** Source extract **
Raw Food Explained: Life Science
Today only $37 (discounted from $197)
2. Energy Flow, Fasting And Mind Control
Vital force is essential to recovery. When a person is tired, s/he will eventually be compelled to lie down and go to sleep and, normally, such a one will sleep until such time as the cerebral centers recognize that the body has regained sufficient electrical (vital) force to fuel life’s usual activities. In health, s/he will awake in due time. We cannot sleep too much but, obviously, we can sleep too little.
In the last century Russell Thacker Trail, M.D. pointed out that nothing is remedial—that is, conducive to the healing process—except those conditions which economize the expenditure of the forces of the sick organism.
Most people agree that the only real curative agencies are those decreed by nature. Hereward Carrington, Ph.D. reminded us that this is so, then we should look to nature: to the animals in the wild, to observe what they do. How do animals live, what do they do when injured or when sick? He further pointed out that, in every instance, we find that when animals live in a congenial environment, they eat their own food; they abhor and refuse all “foreign” food and, in sickness, they, more often than not, refuse food, often for days and, in severe cases, for weeks. Eventually, weakened but recovered from their ailment, they begin to forage for food. Instinctively, animals know when it is time to eat and when they should refrain from eating and thus begin to conserve their bodily energy through the process of sleep. Instinctively, and prompted no doubt by the sensation of thirst, they also drink a far greater quantity of water than they usually do. In other words, in sickness or injury, they resort to fasting. There has never been a time in all of recorded history when man did not fast, for one reason or another: to attain spiritual, mental or physical excellence and, at times, to achieve a worldly objective. Obviously, mankind would not have consistently fasted unless he derived considerable benefit therefrom. We find the rationale for such benefit from what Trail said: namely, that if healing is to take place, then the available vital resources must be permitted to be focused on that effort and not directed elsewhere in all manner of extraneous pursuits.

** Provided material **
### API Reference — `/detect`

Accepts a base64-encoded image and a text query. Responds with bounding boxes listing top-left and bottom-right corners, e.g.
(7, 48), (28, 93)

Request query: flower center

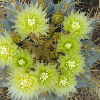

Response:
(60, 78), (68, 86)
(66, 59), (76, 69)
(16, 76), (32, 90)
(18, 59), (26, 66)
(64, 43), (72, 49)
(71, 22), (80, 30)
(28, 19), (35, 26)
(0, 45), (12, 56)
(40, 73), (48, 81)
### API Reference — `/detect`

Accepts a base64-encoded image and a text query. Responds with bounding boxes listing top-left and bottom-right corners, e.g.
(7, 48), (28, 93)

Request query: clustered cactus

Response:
(0, 2), (91, 100)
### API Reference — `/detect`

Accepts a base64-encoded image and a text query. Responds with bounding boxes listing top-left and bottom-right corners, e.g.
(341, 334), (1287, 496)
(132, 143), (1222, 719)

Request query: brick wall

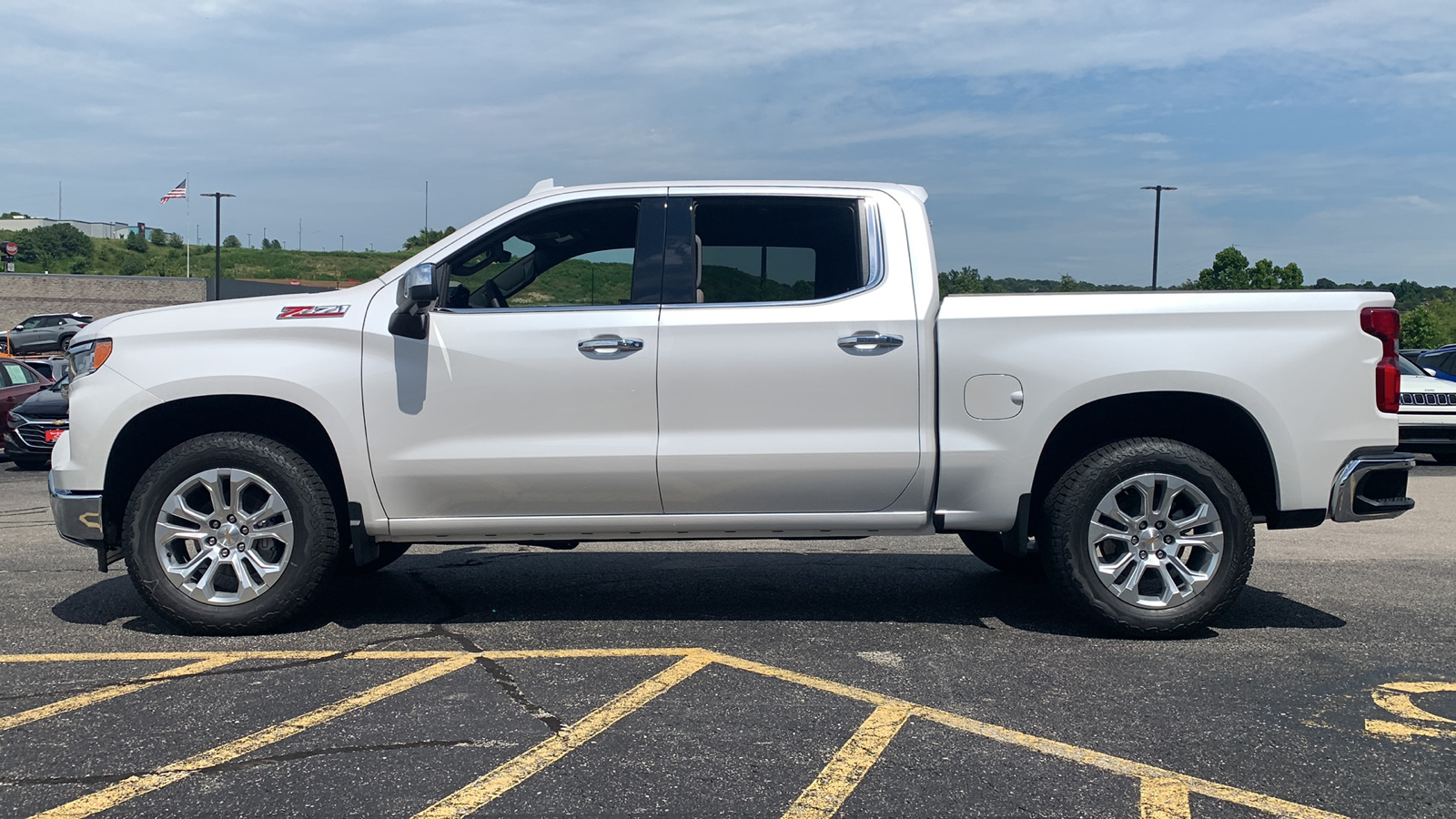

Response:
(0, 272), (207, 331)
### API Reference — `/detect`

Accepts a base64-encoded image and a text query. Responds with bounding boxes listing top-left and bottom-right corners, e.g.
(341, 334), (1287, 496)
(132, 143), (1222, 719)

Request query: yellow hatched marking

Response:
(0, 654), (242, 732)
(784, 705), (903, 819)
(32, 654), (475, 819)
(0, 649), (1350, 819)
(415, 652), (712, 819)
(712, 652), (1349, 819)
(1138, 777), (1192, 819)
(1370, 682), (1456, 724)
(1366, 720), (1456, 741)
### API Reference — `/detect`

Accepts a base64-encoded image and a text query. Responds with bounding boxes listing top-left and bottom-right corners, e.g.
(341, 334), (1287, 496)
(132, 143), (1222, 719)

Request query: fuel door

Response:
(966, 373), (1024, 421)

** Work instruction 1 **
In the passage on energy flow and fasting, who pointed out that nothing is remedial except conditions that economize the expenditure of the sick organism's forces?
** Work instruction 2 **
Reproduce the portion of the passage on energy flow and fasting starting at "2. Energy Flow, Fasting" and ending at "the sick organism.".

** Written response 1 **
Russell Thacker Trail, M.D.

** Written response 2 **
2. Energy Flow, Fasting And Mind Control
Vital force is essential to recovery. When a person is tired, s/he will eventually be compelled to lie down and go to sleep and, normally, such a one will sleep until such time as the cerebral centers recognize that the body has regained sufficient electrical (vital) force to fuel life’s usual activities. In health, s/he will awake in due time. We cannot sleep too much but, obviously, we can sleep too little.
In the last century Russell Thacker Trail, M.D. pointed out that nothing is remedial—that is, conducive to the healing process—except those conditions which economize the expenditure of the forces of the sick organism.